Reproduce every line of the entries below verbatim, omitting the pictures from your output.

◆ ◆ ◆ ◆

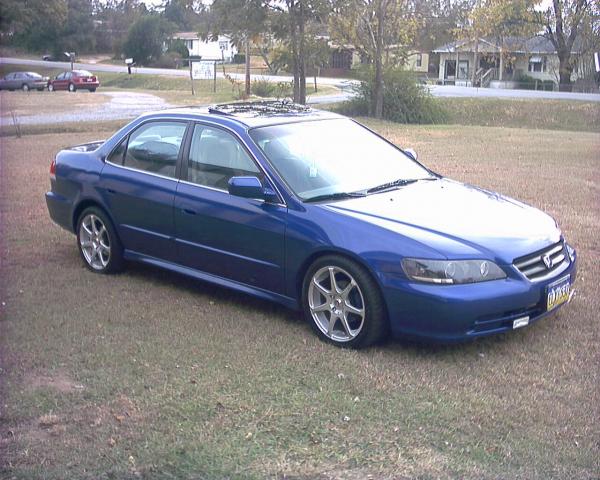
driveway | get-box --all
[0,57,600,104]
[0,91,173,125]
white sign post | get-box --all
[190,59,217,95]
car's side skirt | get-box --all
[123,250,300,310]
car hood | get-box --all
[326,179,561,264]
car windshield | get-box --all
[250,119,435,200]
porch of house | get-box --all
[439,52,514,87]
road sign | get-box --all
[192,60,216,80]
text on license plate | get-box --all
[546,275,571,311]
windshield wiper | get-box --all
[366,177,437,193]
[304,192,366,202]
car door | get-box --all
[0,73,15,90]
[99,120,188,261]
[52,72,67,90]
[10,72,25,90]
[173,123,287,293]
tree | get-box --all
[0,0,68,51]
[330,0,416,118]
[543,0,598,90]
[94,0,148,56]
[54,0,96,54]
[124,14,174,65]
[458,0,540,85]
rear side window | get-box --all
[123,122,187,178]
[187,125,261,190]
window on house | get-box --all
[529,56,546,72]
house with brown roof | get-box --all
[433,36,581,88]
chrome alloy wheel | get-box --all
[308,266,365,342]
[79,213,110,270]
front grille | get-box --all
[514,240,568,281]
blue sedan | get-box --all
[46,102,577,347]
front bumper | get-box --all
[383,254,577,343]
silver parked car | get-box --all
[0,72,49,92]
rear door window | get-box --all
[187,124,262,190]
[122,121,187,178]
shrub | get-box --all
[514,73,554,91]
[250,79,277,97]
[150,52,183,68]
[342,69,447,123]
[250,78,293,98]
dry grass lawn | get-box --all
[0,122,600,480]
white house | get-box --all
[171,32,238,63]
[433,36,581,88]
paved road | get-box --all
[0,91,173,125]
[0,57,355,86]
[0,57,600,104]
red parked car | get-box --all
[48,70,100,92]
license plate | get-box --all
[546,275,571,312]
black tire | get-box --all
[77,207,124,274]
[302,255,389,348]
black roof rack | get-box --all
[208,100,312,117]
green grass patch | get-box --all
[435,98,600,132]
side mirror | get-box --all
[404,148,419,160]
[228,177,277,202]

◆ ◆ ◆ ◆

- Response to the exercise
driveway | get-box --all
[0,57,600,104]
[0,91,173,125]
white sign post | get-box --all
[190,59,217,95]
car's side skirt | get-box --all
[123,250,300,310]
car hood | get-box --all
[326,179,561,264]
car windshield | get-box --all
[250,119,435,200]
porch of house | get-box --all
[439,52,514,87]
road sign | get-box --all
[192,60,216,80]
text on license plate | get-box --all
[546,275,571,311]
windshield wiper | get-box --all
[366,177,437,193]
[304,192,366,202]
car door | get-box --all
[0,73,15,90]
[99,120,188,261]
[52,72,67,90]
[10,72,25,90]
[173,123,287,293]
tree | get-box --all
[0,0,68,51]
[330,0,416,118]
[543,0,598,90]
[94,0,148,56]
[54,0,96,54]
[124,14,174,65]
[458,0,540,85]
rear side window | get-box --all
[123,122,187,178]
[187,125,261,190]
window on house | get-box --all
[529,56,546,72]
house with brown roof | get-box --all
[433,36,581,88]
chrome alloy wheel | get-box --all
[308,266,365,342]
[79,213,110,270]
front grille | get-box --all
[514,240,568,281]
blue sedan | get-box --all
[46,102,577,347]
front bumper | get-box --all
[383,254,577,343]
silver parked car | get-box --all
[0,72,49,92]
rear door window | get-box --all
[187,124,262,190]
[122,121,187,178]
shrub | get-box --all
[514,73,554,91]
[250,79,277,97]
[150,52,183,68]
[342,69,447,123]
[250,78,293,98]
dry grass lawn | get-box --all
[0,122,600,480]
white house | get-box --all
[171,32,238,63]
[433,36,581,88]
paved road | get-box --all
[0,91,173,125]
[0,57,355,86]
[0,57,600,104]
red parked car | get-box --all
[48,70,100,92]
license plate | get-box --all
[546,275,571,312]
black tire | get-box --all
[77,207,124,274]
[302,255,389,348]
black roof rack | get-box --all
[208,100,312,117]
green grass patch | get-box --all
[435,98,600,132]
side mirror | get-box --all
[404,148,419,160]
[228,177,277,202]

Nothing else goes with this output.